> [What is expected]:
Please repeat each of the records that follow, exactly as written.

Saved entries:

Content starts

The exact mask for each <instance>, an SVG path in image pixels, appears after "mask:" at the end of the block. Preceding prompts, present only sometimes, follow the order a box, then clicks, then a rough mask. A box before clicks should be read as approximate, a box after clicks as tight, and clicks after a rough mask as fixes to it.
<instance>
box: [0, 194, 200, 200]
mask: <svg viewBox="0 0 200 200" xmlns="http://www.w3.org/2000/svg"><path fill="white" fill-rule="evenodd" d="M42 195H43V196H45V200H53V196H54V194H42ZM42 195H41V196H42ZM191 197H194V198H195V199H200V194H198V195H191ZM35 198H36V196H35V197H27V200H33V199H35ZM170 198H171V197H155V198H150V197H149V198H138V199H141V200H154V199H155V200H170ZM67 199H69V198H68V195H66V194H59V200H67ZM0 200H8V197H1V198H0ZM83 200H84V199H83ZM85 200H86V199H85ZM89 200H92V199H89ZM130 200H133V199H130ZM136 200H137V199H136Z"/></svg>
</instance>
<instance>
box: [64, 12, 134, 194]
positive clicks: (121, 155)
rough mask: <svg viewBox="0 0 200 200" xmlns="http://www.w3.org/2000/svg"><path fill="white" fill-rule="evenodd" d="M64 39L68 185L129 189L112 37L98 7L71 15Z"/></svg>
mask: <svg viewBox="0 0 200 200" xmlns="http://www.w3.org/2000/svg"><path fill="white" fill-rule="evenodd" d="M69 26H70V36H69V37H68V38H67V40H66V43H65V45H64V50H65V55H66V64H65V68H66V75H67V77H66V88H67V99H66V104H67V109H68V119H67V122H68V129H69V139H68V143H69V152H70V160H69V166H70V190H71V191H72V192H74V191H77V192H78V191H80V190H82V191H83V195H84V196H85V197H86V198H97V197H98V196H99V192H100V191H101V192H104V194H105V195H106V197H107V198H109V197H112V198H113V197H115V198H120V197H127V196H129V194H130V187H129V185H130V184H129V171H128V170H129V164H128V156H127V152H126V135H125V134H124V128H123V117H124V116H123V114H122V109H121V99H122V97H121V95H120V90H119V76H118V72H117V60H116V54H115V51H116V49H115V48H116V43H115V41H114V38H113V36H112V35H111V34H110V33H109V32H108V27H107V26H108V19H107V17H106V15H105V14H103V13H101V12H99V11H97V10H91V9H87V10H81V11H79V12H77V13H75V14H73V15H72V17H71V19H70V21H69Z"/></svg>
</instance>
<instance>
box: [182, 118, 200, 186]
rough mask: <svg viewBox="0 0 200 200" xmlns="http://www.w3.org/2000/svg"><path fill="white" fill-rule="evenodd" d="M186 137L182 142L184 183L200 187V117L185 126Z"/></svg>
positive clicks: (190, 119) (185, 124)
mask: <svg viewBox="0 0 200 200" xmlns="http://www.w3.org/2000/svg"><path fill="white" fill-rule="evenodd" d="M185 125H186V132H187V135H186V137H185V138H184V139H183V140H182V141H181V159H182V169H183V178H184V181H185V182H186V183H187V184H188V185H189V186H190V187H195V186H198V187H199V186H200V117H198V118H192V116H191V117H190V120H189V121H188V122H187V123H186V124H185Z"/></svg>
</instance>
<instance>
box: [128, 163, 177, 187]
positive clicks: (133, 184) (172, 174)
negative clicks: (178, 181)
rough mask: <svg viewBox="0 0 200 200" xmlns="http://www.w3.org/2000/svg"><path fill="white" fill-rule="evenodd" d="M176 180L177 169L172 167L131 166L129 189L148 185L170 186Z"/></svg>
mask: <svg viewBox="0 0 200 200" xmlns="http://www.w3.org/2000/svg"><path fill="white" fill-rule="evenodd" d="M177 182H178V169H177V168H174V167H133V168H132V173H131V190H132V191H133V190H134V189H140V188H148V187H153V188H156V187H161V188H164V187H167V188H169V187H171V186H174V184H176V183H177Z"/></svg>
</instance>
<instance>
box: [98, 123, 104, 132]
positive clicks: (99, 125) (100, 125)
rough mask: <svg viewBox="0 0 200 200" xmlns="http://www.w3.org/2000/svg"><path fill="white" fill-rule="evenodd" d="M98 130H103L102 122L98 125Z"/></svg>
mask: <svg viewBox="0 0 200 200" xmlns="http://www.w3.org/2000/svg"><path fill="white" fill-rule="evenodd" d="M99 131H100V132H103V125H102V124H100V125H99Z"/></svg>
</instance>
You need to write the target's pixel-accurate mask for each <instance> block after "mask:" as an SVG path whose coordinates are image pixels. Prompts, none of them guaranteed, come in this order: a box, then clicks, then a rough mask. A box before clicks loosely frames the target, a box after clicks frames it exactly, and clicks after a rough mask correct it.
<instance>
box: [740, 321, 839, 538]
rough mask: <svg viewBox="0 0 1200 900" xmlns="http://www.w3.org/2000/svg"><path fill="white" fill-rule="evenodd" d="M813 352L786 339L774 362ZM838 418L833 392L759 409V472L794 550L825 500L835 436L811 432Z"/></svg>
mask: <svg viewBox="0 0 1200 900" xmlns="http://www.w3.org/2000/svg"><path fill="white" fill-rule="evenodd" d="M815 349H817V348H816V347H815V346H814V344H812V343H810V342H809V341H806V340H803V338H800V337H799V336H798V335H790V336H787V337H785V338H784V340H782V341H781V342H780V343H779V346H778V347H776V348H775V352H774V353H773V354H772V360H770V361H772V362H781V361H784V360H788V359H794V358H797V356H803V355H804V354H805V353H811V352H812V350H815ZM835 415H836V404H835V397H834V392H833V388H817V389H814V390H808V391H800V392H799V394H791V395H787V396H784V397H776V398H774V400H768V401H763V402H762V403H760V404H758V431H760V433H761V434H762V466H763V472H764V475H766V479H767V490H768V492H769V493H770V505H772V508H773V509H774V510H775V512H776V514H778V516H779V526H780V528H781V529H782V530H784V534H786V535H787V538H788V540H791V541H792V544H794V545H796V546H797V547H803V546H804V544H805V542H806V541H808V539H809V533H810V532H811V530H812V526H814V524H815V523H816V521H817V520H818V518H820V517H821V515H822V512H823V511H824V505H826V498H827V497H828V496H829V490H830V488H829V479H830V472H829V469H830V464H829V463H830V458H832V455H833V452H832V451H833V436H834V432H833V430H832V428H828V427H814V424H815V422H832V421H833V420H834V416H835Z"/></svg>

Content ends

> [Written answer]:
The exact mask for each <instance>, an SVG path in image pixels, appears after "mask:" at the end of the block. Preceding prompts, present only sometimes, follow the order a box, then clicks, then a rough mask. A box before clicks should be read as approximate, a box after clicks as tight, and clicks after a rough mask as fixes to it.
<instance>
box: [0, 194, 200, 200]
mask: <svg viewBox="0 0 200 200" xmlns="http://www.w3.org/2000/svg"><path fill="white" fill-rule="evenodd" d="M42 195H43V196H45V200H53V196H54V194H42ZM42 195H41V196H42ZM191 197H194V198H195V199H200V194H198V195H191ZM35 198H36V196H35V197H27V200H33V199H35ZM170 198H171V197H155V198H150V197H149V198H138V199H141V200H154V199H155V200H170ZM67 199H69V198H68V195H66V194H59V200H67ZM0 200H8V197H1V198H0ZM83 200H84V199H83ZM85 200H86V199H85ZM89 200H92V199H89ZM130 200H133V199H130ZM136 200H137V199H136Z"/></svg>
</instance>
<instance>
box: [64, 12, 134, 194]
positive clicks: (121, 155)
rough mask: <svg viewBox="0 0 200 200" xmlns="http://www.w3.org/2000/svg"><path fill="white" fill-rule="evenodd" d="M64 39L68 185L129 189L112 37L98 7L71 15Z"/></svg>
mask: <svg viewBox="0 0 200 200" xmlns="http://www.w3.org/2000/svg"><path fill="white" fill-rule="evenodd" d="M69 26H70V36H69V37H68V38H67V40H66V43H65V45H64V50H65V55H66V64H65V68H66V75H67V77H66V88H67V99H66V104H67V109H68V119H67V122H68V129H69V139H68V143H69V152H70V160H69V166H70V190H71V191H72V192H74V191H77V192H78V191H80V190H82V191H83V195H84V196H85V197H86V198H97V197H98V196H99V192H100V191H101V192H104V194H105V195H106V197H107V198H109V197H112V198H113V197H115V198H120V197H127V196H129V194H130V187H129V185H130V184H129V171H128V170H129V164H128V156H127V152H126V135H125V134H124V128H123V117H124V116H123V114H122V109H121V99H122V97H121V95H120V90H119V76H118V72H117V60H116V54H115V51H116V49H115V48H116V43H115V41H114V38H113V36H112V35H111V34H110V33H109V32H108V27H107V26H108V19H107V17H106V15H105V14H103V13H101V12H99V11H97V10H91V9H87V10H81V11H79V12H77V13H75V14H73V15H72V17H71V19H70V21H69Z"/></svg>
</instance>
<instance>
box: [182, 118, 200, 186]
rough mask: <svg viewBox="0 0 200 200" xmlns="http://www.w3.org/2000/svg"><path fill="white" fill-rule="evenodd" d="M186 137L182 142L184 183L200 187V117L185 126Z"/></svg>
positive clicks: (190, 119) (185, 124)
mask: <svg viewBox="0 0 200 200" xmlns="http://www.w3.org/2000/svg"><path fill="white" fill-rule="evenodd" d="M185 125H186V132H187V135H186V137H185V138H184V139H183V140H182V141H181V159H182V169H183V178H184V181H185V182H186V183H187V184H188V185H189V186H190V187H195V186H198V187H199V186H200V117H198V118H192V116H191V117H190V120H189V121H188V122H187V123H186V124H185Z"/></svg>
</instance>
<instance>
box: [128, 163, 177, 187]
positive clicks: (133, 184) (172, 174)
negative clicks: (178, 181)
rough mask: <svg viewBox="0 0 200 200" xmlns="http://www.w3.org/2000/svg"><path fill="white" fill-rule="evenodd" d="M176 180L177 169L172 167L131 166L129 189L148 185L170 186Z"/></svg>
mask: <svg viewBox="0 0 200 200" xmlns="http://www.w3.org/2000/svg"><path fill="white" fill-rule="evenodd" d="M177 182H178V169H177V168H174V167H133V168H132V173H131V190H132V191H133V190H134V189H140V188H148V187H153V188H156V187H161V188H164V187H167V188H169V187H171V186H174V184H176V183H177Z"/></svg>
</instance>
<instance>
box: [98, 123, 104, 132]
positive clicks: (99, 125) (100, 125)
rough mask: <svg viewBox="0 0 200 200" xmlns="http://www.w3.org/2000/svg"><path fill="white" fill-rule="evenodd" d="M98 130H103L102 122L98 125Z"/></svg>
mask: <svg viewBox="0 0 200 200" xmlns="http://www.w3.org/2000/svg"><path fill="white" fill-rule="evenodd" d="M99 131H100V132H103V125H102V124H100V125H99Z"/></svg>
</instance>
You need to write the target's pixel-accurate mask for each <instance> block after "mask:" as an SVG path whose coordinates are image pixels. Prompts, none of them guaranteed, come in this order: a box, then clicks, then a rough mask. A box before clicks loosely frames the target, a box after clicks frames it exactly, and clicks after a rough mask correct it.
<instance>
box: [740, 321, 839, 538]
rough mask: <svg viewBox="0 0 1200 900" xmlns="http://www.w3.org/2000/svg"><path fill="white" fill-rule="evenodd" d="M813 352L786 339L774 362ZM838 418L833 392L759 409V472L794 550L825 500L835 436L811 432Z"/></svg>
mask: <svg viewBox="0 0 1200 900" xmlns="http://www.w3.org/2000/svg"><path fill="white" fill-rule="evenodd" d="M815 349H817V348H816V347H815V346H814V344H812V343H810V342H809V341H806V340H803V338H800V337H799V336H798V335H790V336H787V337H785V338H784V340H782V341H781V342H780V343H779V346H778V347H776V348H775V352H774V353H773V354H772V360H770V361H772V362H781V361H784V360H788V359H794V358H797V356H803V355H804V354H805V353H811V352H812V350H815ZM835 415H836V404H835V397H834V392H833V388H817V389H814V390H808V391H800V392H799V394H791V395H787V396H784V397H776V398H774V400H768V401H763V402H762V403H760V404H758V431H760V433H761V434H762V466H763V472H764V475H766V479H767V490H768V492H769V493H770V505H772V508H773V509H774V510H775V512H776V514H778V516H779V526H780V528H781V529H782V530H784V534H786V535H787V538H788V540H791V541H792V544H794V545H796V546H797V547H803V546H804V544H805V542H806V541H808V539H809V533H810V532H811V530H812V526H814V524H815V523H816V521H817V520H818V518H820V517H821V515H822V512H823V511H824V505H826V498H827V497H828V496H829V490H830V488H829V479H830V472H829V469H830V464H829V463H830V458H832V455H833V452H832V451H833V436H834V432H833V430H832V428H828V427H814V424H815V422H832V421H833V420H834V416H835Z"/></svg>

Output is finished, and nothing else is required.